-------- Supplied material
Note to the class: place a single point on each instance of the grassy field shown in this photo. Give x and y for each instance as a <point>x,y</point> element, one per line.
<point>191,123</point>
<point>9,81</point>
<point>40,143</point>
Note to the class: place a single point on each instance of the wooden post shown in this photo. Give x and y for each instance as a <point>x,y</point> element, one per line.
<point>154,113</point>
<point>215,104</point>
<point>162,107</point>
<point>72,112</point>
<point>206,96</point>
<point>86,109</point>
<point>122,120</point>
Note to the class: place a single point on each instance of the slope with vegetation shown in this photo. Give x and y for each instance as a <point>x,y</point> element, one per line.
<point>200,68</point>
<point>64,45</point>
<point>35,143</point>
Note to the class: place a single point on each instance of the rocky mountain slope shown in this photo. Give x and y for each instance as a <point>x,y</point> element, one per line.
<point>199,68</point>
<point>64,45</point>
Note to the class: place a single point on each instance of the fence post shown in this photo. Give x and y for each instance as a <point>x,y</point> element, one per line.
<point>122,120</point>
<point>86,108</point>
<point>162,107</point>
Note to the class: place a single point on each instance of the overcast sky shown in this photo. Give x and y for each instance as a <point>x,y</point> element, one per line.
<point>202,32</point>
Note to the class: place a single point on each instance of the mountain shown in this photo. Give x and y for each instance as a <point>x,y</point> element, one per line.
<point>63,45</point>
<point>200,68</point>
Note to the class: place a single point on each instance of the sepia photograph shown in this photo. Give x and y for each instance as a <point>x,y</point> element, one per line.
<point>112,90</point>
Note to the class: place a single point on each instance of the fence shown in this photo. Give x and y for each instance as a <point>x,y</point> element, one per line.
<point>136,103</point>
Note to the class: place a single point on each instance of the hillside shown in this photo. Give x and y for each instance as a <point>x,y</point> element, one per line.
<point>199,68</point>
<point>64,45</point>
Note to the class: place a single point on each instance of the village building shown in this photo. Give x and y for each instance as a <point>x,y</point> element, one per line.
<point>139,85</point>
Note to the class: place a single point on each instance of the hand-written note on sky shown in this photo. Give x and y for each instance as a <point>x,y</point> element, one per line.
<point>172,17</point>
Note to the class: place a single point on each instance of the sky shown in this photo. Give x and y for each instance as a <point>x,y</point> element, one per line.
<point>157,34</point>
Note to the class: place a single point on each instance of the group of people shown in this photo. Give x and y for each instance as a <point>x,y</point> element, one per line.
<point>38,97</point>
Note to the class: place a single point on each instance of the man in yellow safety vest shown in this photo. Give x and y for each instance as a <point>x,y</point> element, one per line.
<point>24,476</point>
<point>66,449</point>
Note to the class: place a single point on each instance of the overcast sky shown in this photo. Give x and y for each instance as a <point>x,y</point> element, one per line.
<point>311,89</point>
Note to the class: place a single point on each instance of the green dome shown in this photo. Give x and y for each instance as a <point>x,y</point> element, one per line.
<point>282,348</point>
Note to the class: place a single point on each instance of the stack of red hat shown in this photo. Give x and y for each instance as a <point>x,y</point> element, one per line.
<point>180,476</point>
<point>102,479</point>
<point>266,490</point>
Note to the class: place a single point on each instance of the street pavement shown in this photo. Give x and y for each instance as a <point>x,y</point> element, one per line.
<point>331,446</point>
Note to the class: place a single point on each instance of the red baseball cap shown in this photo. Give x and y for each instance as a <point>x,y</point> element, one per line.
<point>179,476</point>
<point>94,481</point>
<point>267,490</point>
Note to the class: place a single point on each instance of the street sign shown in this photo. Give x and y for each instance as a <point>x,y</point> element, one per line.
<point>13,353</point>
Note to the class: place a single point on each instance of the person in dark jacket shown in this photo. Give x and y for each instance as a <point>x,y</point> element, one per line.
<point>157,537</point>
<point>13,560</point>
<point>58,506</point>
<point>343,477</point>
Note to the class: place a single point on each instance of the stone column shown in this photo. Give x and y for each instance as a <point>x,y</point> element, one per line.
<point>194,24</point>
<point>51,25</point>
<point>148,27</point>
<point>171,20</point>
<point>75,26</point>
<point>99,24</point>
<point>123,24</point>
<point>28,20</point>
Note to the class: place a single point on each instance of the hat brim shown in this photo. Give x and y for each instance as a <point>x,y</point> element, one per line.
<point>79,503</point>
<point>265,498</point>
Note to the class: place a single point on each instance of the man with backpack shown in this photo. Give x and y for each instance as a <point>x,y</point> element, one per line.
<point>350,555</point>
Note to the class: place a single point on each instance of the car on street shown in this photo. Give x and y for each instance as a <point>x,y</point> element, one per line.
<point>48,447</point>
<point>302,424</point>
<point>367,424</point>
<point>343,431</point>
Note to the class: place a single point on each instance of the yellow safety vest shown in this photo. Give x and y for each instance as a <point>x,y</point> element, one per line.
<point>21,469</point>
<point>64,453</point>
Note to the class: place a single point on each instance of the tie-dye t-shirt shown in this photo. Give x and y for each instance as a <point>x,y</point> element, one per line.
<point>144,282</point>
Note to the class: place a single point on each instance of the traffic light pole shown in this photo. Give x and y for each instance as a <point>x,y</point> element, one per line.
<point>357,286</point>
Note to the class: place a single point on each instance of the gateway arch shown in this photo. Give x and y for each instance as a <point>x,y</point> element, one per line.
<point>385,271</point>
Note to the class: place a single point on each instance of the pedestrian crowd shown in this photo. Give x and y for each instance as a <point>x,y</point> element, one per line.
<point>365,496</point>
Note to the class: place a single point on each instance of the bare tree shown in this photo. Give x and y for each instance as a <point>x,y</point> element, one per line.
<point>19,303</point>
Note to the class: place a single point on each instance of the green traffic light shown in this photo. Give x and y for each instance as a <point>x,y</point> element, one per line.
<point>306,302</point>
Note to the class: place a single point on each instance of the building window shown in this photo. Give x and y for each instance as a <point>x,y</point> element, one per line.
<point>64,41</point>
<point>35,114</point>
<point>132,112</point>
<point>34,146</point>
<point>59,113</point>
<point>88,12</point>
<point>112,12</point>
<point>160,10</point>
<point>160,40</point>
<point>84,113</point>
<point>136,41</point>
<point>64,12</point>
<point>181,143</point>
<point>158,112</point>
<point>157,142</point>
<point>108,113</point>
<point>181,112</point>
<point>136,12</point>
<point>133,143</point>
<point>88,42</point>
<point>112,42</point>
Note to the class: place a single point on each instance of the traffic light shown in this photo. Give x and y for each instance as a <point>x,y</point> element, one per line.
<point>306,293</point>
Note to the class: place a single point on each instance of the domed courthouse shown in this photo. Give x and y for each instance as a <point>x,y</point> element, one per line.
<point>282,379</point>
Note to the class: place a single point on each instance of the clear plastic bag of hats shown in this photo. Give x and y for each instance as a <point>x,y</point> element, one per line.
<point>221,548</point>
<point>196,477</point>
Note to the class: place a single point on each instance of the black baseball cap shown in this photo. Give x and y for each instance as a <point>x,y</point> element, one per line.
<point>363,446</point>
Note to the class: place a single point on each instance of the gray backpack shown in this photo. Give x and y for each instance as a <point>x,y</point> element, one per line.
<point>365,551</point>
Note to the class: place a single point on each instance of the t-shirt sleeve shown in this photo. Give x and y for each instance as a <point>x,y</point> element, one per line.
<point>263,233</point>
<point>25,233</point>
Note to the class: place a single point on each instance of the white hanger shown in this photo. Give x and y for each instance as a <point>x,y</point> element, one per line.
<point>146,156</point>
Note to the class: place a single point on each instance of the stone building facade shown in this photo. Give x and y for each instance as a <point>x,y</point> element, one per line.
----------------
* Given exercise:
Rewrite every line of the material from its start up to and including the line with "<point>40,143</point>". Keep all wording unchanged, but scale each point coordinate in the answers by 1.7 and round it to a whole number, with halves rounding up.

* Task answer:
Note to the class: place a single point on each instance of the grassy field shown in this photo. Give x and y for each instance as a <point>x,y</point> element, one per line.
<point>325,209</point>
<point>15,138</point>
<point>68,243</point>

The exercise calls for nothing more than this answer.